▶ What you should do
Edit the listing below by swapping "fender" for "bumper" and leaving every other line and word as it is.
## START
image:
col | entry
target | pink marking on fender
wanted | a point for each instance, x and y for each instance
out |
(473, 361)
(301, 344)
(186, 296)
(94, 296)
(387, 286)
## END
▶ Expected output
image:
col | entry
target | pink marking on bumper
wanted | a point for each instance, x and y for each instance
out |
(473, 361)
(301, 344)
(186, 296)
(94, 296)
(387, 286)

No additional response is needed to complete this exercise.